**DATA:**
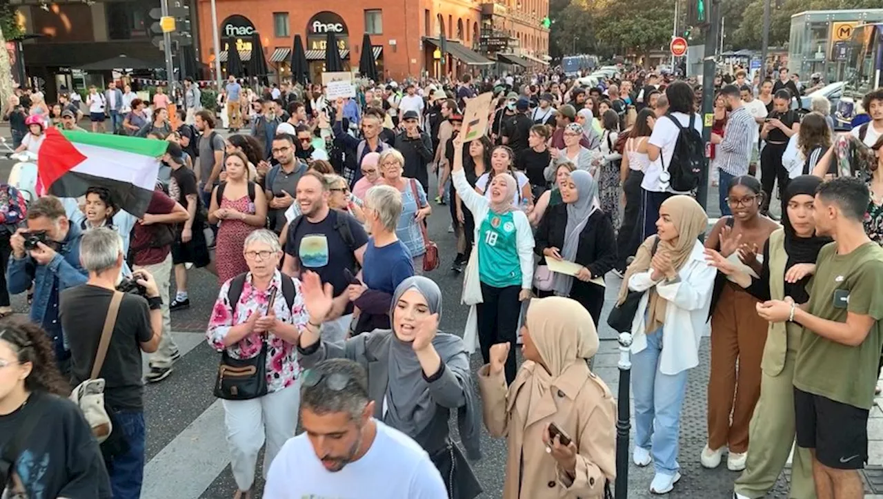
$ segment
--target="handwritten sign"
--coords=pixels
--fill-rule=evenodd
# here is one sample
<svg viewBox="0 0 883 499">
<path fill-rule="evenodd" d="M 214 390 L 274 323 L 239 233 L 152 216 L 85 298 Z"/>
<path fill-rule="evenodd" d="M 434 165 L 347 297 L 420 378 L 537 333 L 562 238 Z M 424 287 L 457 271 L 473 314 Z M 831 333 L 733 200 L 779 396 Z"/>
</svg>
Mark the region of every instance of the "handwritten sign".
<svg viewBox="0 0 883 499">
<path fill-rule="evenodd" d="M 466 102 L 463 113 L 463 141 L 471 142 L 487 132 L 494 93 L 486 92 Z"/>
<path fill-rule="evenodd" d="M 325 87 L 325 96 L 329 101 L 356 96 L 356 89 L 352 87 L 352 73 L 349 72 L 323 72 L 322 86 Z"/>
</svg>

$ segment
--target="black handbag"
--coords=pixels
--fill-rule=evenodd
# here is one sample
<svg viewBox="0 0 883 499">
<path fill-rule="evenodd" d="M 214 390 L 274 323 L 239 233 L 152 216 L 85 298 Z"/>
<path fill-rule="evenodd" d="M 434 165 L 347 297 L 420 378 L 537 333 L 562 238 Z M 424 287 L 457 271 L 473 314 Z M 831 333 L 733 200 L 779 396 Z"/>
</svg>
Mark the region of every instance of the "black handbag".
<svg viewBox="0 0 883 499">
<path fill-rule="evenodd" d="M 660 246 L 660 238 L 657 236 L 653 241 L 653 247 L 650 250 L 650 256 L 656 253 L 656 248 Z M 628 283 L 623 283 L 628 285 Z M 608 315 L 608 325 L 613 328 L 617 333 L 630 333 L 631 324 L 635 321 L 635 314 L 638 314 L 638 305 L 641 303 L 641 297 L 646 291 L 632 291 L 625 297 L 625 301 L 615 306 L 610 310 Z"/>
<path fill-rule="evenodd" d="M 260 352 L 249 359 L 233 359 L 225 349 L 221 354 L 215 397 L 224 400 L 249 400 L 267 395 L 267 338 Z"/>
</svg>

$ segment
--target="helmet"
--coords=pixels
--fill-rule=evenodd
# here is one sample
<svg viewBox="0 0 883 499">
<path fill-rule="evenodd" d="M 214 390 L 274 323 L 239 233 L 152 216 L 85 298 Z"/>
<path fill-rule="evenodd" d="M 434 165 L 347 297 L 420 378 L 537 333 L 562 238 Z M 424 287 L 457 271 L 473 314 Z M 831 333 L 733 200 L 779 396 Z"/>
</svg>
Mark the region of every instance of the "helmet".
<svg viewBox="0 0 883 499">
<path fill-rule="evenodd" d="M 41 130 L 42 130 L 43 128 L 46 127 L 43 125 L 42 118 L 40 117 L 39 116 L 35 115 L 35 114 L 32 114 L 31 116 L 29 116 L 26 118 L 25 118 L 25 125 L 26 126 L 31 126 L 32 125 L 39 125 Z"/>
</svg>

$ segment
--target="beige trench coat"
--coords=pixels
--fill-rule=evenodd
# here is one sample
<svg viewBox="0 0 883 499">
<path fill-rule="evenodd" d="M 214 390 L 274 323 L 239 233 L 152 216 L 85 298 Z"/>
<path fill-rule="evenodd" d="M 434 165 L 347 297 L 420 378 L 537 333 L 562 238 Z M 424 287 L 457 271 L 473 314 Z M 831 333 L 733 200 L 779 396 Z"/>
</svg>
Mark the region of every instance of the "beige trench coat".
<svg viewBox="0 0 883 499">
<path fill-rule="evenodd" d="M 604 382 L 585 363 L 574 362 L 528 407 L 525 382 L 532 369 L 542 367 L 525 362 L 508 389 L 503 373 L 489 375 L 489 367 L 479 369 L 479 389 L 487 431 L 507 438 L 502 499 L 603 497 L 606 482 L 612 486 L 616 475 L 616 403 Z M 543 429 L 552 421 L 578 449 L 577 476 L 570 484 L 542 441 Z"/>
</svg>

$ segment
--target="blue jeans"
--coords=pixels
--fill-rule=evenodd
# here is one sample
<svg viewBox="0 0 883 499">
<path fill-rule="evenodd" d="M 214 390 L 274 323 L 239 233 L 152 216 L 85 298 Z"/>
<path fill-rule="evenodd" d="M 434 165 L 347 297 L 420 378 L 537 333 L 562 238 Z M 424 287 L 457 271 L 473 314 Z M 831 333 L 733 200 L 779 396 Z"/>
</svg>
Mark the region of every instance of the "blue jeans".
<svg viewBox="0 0 883 499">
<path fill-rule="evenodd" d="M 729 205 L 727 204 L 727 198 L 729 194 L 727 191 L 729 189 L 729 183 L 736 178 L 735 175 L 730 175 L 721 169 L 718 169 L 721 172 L 721 178 L 718 182 L 718 199 L 721 200 L 721 216 L 729 216 L 733 215 L 733 212 L 729 210 Z"/>
<path fill-rule="evenodd" d="M 144 447 L 147 429 L 143 411 L 113 412 L 113 431 L 125 435 L 129 450 L 105 461 L 110 475 L 113 499 L 139 499 L 144 480 Z"/>
<path fill-rule="evenodd" d="M 681 406 L 689 370 L 668 375 L 659 370 L 662 328 L 647 335 L 647 347 L 631 356 L 635 398 L 635 445 L 651 450 L 657 473 L 673 475 L 677 464 Z"/>
</svg>

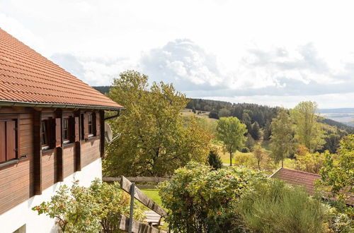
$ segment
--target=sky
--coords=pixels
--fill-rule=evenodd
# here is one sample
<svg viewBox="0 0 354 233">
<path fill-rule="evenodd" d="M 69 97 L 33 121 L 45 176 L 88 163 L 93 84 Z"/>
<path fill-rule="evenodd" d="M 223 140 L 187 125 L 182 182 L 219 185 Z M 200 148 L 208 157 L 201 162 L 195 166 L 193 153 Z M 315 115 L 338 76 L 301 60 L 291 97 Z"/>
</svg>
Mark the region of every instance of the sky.
<svg viewBox="0 0 354 233">
<path fill-rule="evenodd" d="M 354 107 L 350 1 L 8 1 L 0 28 L 91 85 L 128 69 L 190 97 Z"/>
</svg>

**PROBLEM DETAILS:**
Reproduce all of the data exactly, omitting each picture it holds.

**SOLUTION TO THIS EXERCISE:**
$ segment
--target="handwritten sign"
--coords=pixels
--fill-rule=evenodd
# here is one sample
<svg viewBox="0 0 883 499">
<path fill-rule="evenodd" d="M 214 390 L 274 323 L 239 233 L 152 216 L 85 298 Z"/>
<path fill-rule="evenodd" d="M 434 165 L 347 297 L 420 378 L 537 333 L 562 238 Z M 424 287 L 457 271 L 473 314 Z M 831 333 L 733 200 L 779 396 Z"/>
</svg>
Mark the region of every instance of the "handwritten sign".
<svg viewBox="0 0 883 499">
<path fill-rule="evenodd" d="M 466 102 L 463 113 L 463 141 L 471 142 L 487 132 L 494 93 L 486 92 Z"/>
<path fill-rule="evenodd" d="M 325 87 L 325 96 L 329 101 L 356 96 L 356 89 L 352 87 L 352 73 L 349 72 L 323 72 L 322 86 Z"/>
</svg>

$ segment
--target="black handbag"
--coords=pixels
--fill-rule=evenodd
# here is one sample
<svg viewBox="0 0 883 499">
<path fill-rule="evenodd" d="M 214 390 L 274 323 L 239 233 L 152 216 L 85 298 Z"/>
<path fill-rule="evenodd" d="M 434 165 L 347 297 L 420 378 L 537 333 L 562 238 Z M 424 287 L 457 271 L 473 314 Z M 831 333 L 733 200 L 779 396 Z"/>
</svg>
Mark the region of every instance of the "black handbag".
<svg viewBox="0 0 883 499">
<path fill-rule="evenodd" d="M 660 246 L 660 238 L 657 236 L 653 241 L 653 247 L 650 250 L 650 256 L 656 253 L 656 248 Z M 628 283 L 623 283 L 628 285 Z M 608 315 L 608 325 L 613 328 L 617 333 L 630 333 L 631 324 L 635 321 L 635 314 L 638 314 L 638 305 L 641 303 L 641 297 L 646 291 L 632 291 L 625 297 L 625 301 L 615 306 L 610 310 Z"/>
<path fill-rule="evenodd" d="M 260 352 L 249 359 L 233 359 L 225 349 L 221 354 L 215 397 L 224 400 L 249 400 L 267 395 L 267 338 Z"/>
</svg>

$ segment
--target="helmet"
--coords=pixels
--fill-rule=evenodd
# here is one sample
<svg viewBox="0 0 883 499">
<path fill-rule="evenodd" d="M 214 390 L 274 323 L 239 233 L 152 216 L 85 298 Z"/>
<path fill-rule="evenodd" d="M 434 165 L 347 297 L 420 378 L 537 333 L 562 238 Z M 424 287 L 457 271 L 473 314 Z M 831 333 L 733 200 L 779 396 Z"/>
</svg>
Mark the region of every instance of the "helmet".
<svg viewBox="0 0 883 499">
<path fill-rule="evenodd" d="M 41 130 L 42 130 L 43 128 L 46 127 L 43 125 L 42 118 L 40 117 L 39 116 L 35 115 L 35 114 L 32 114 L 31 116 L 29 116 L 26 118 L 25 118 L 25 125 L 26 126 L 31 126 L 32 125 L 39 125 Z"/>
</svg>

$ segment
--target="beige trench coat"
--coords=pixels
--fill-rule=evenodd
# here is one sample
<svg viewBox="0 0 883 499">
<path fill-rule="evenodd" d="M 214 390 L 274 323 L 239 233 L 152 216 L 85 298 Z"/>
<path fill-rule="evenodd" d="M 434 165 L 347 297 L 420 378 L 537 333 L 562 238 Z M 424 287 L 457 271 L 473 314 Z M 831 333 L 733 200 L 779 396 Z"/>
</svg>
Mark the region of every instance of the "beige trench coat".
<svg viewBox="0 0 883 499">
<path fill-rule="evenodd" d="M 604 382 L 585 363 L 574 362 L 528 407 L 525 382 L 532 369 L 542 367 L 525 362 L 508 389 L 503 373 L 489 375 L 489 367 L 479 369 L 479 389 L 487 431 L 507 438 L 502 499 L 603 497 L 606 482 L 612 486 L 616 475 L 616 403 Z M 543 429 L 552 421 L 578 449 L 577 476 L 570 484 L 542 441 Z"/>
</svg>

$ segment
--target="blue jeans"
--coords=pixels
--fill-rule=evenodd
# here is one sample
<svg viewBox="0 0 883 499">
<path fill-rule="evenodd" d="M 214 390 L 274 323 L 239 233 L 152 216 L 85 298 Z"/>
<path fill-rule="evenodd" d="M 434 165 L 347 297 L 420 378 L 537 333 L 562 238 Z M 424 287 L 457 271 L 473 314 Z M 831 333 L 733 200 L 779 396 Z"/>
</svg>
Mark the region of every instance of the "blue jeans".
<svg viewBox="0 0 883 499">
<path fill-rule="evenodd" d="M 729 205 L 727 204 L 727 198 L 729 194 L 727 191 L 729 189 L 729 183 L 736 178 L 735 175 L 730 175 L 721 169 L 718 169 L 721 172 L 721 178 L 718 182 L 718 199 L 721 200 L 721 216 L 729 216 L 733 215 L 733 212 L 729 210 Z"/>
<path fill-rule="evenodd" d="M 144 447 L 147 429 L 143 411 L 113 412 L 113 431 L 125 435 L 129 450 L 105 461 L 110 475 L 113 499 L 139 499 L 144 480 Z"/>
<path fill-rule="evenodd" d="M 681 406 L 689 370 L 668 375 L 659 370 L 662 328 L 647 335 L 647 347 L 631 356 L 635 398 L 635 445 L 651 450 L 657 473 L 673 475 L 677 464 Z"/>
</svg>

$ segment
--target=sky
--coords=pixels
--fill-rule=evenodd
# here is one sample
<svg viewBox="0 0 354 233">
<path fill-rule="evenodd" d="M 69 97 L 33 121 L 45 176 L 88 163 L 93 84 Z"/>
<path fill-rule="evenodd" d="M 223 140 L 187 125 L 182 182 L 219 185 Z M 200 148 L 208 157 L 201 162 L 195 166 L 193 153 Z M 315 115 L 338 76 L 301 60 L 291 97 Z"/>
</svg>
Mark the region of every instance of the sky.
<svg viewBox="0 0 354 233">
<path fill-rule="evenodd" d="M 354 107 L 350 1 L 8 1 L 0 28 L 91 85 L 128 69 L 190 97 Z"/>
</svg>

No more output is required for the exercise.